• TASK TO CARRY OUT
What is needed is an exact copy of every line from the one containing "Locate the cappuccino" through the end of the entries; please set it down without any pictures.

(Stored records)

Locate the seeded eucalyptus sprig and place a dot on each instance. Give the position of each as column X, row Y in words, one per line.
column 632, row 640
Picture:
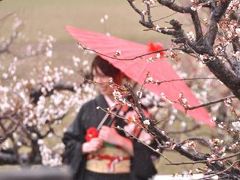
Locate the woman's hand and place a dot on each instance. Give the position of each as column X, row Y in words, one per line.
column 109, row 135
column 92, row 146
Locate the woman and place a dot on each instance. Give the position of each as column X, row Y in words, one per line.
column 109, row 155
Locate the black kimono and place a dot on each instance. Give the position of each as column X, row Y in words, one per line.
column 88, row 116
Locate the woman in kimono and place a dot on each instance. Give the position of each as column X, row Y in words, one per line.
column 106, row 154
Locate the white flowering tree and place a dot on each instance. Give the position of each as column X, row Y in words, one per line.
column 212, row 40
column 32, row 108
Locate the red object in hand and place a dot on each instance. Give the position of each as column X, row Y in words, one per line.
column 92, row 132
column 152, row 47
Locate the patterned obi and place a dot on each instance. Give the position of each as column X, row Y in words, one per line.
column 109, row 159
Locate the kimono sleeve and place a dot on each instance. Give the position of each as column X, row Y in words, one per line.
column 73, row 139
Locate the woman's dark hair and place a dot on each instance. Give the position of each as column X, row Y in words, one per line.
column 107, row 68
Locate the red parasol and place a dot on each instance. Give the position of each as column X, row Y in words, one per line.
column 115, row 50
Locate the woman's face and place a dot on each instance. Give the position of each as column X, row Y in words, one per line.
column 102, row 81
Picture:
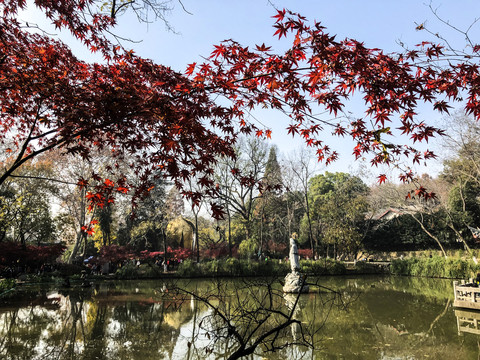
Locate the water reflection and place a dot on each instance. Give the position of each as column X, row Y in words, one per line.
column 386, row 318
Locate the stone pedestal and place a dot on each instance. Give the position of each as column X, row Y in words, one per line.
column 294, row 283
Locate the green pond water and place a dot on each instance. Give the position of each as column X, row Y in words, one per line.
column 364, row 318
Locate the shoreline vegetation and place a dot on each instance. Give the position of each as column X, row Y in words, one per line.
column 424, row 264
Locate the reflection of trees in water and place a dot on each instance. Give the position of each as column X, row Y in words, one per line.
column 393, row 318
column 77, row 326
column 257, row 317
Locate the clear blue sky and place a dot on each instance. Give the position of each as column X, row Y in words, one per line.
column 379, row 23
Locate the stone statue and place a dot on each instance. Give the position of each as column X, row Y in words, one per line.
column 293, row 255
column 294, row 281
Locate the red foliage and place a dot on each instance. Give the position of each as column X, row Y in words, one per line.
column 277, row 248
column 170, row 122
column 13, row 254
column 305, row 253
column 216, row 251
column 116, row 254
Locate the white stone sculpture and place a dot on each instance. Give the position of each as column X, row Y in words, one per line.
column 294, row 281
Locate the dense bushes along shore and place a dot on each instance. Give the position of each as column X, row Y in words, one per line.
column 233, row 267
column 436, row 267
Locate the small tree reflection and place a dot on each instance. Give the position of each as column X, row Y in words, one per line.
column 253, row 316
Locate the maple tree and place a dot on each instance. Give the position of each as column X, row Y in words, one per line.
column 172, row 122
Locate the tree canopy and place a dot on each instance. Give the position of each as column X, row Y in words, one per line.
column 172, row 122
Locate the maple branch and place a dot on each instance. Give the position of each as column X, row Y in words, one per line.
column 42, row 178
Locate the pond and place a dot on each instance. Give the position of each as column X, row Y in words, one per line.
column 364, row 318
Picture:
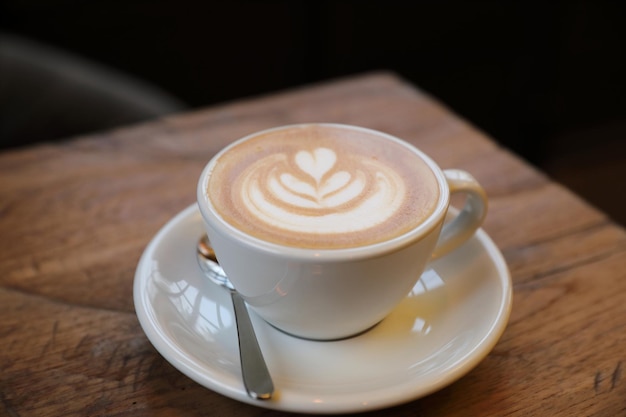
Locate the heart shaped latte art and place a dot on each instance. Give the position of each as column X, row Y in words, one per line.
column 320, row 191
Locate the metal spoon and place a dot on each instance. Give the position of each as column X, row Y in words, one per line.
column 256, row 377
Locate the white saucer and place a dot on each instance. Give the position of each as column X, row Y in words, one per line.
column 428, row 342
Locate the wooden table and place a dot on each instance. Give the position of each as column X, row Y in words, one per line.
column 76, row 216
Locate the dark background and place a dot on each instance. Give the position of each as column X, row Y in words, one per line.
column 545, row 79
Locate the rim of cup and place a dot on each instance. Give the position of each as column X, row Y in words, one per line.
column 211, row 216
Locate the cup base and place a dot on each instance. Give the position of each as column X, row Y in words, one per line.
column 322, row 339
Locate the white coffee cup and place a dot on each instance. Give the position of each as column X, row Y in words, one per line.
column 328, row 293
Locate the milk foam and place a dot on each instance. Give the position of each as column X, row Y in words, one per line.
column 322, row 186
column 318, row 193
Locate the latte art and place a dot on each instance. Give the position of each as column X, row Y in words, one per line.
column 322, row 186
column 313, row 192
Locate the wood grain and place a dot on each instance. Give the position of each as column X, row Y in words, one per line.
column 75, row 216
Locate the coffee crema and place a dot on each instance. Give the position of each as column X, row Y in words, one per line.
column 322, row 187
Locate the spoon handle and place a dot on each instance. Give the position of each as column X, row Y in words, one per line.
column 256, row 377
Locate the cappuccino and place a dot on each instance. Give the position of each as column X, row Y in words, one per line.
column 322, row 187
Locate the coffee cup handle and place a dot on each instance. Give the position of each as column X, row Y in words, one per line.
column 469, row 219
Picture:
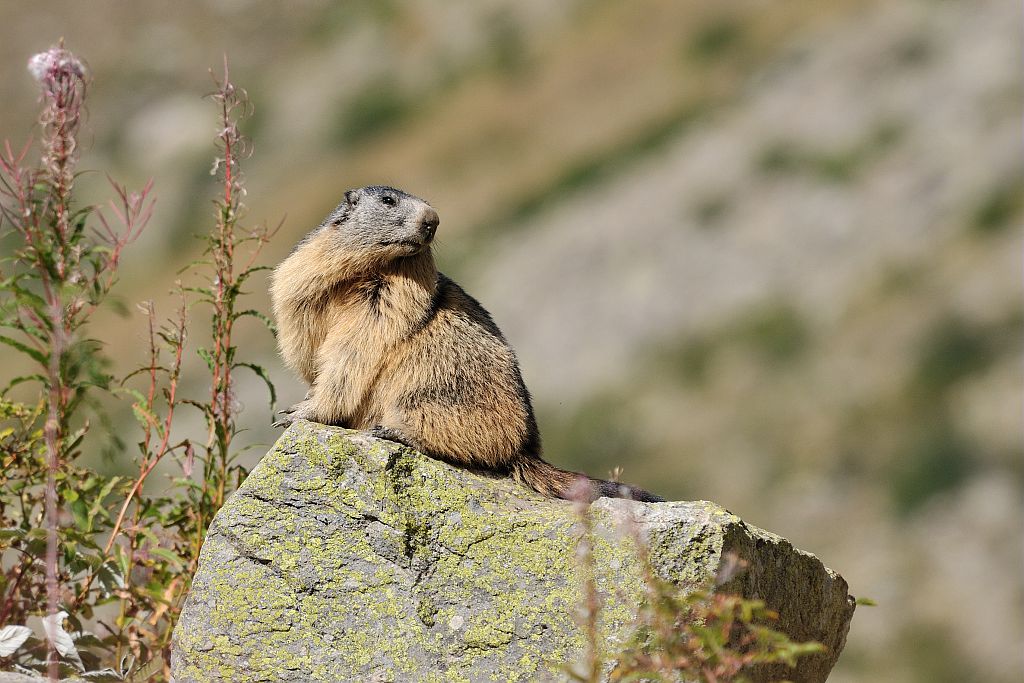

• EXERCISE RESPONSE
Locate the cappuccino and place a dot on each instance. Give the position of each as column X, row Y in words, one per line.
column 322, row 187
Locate the coffee cup handle and place a dot on each instance. Give the position of each as column X, row Y in words, one per line.
column 469, row 219
Picture:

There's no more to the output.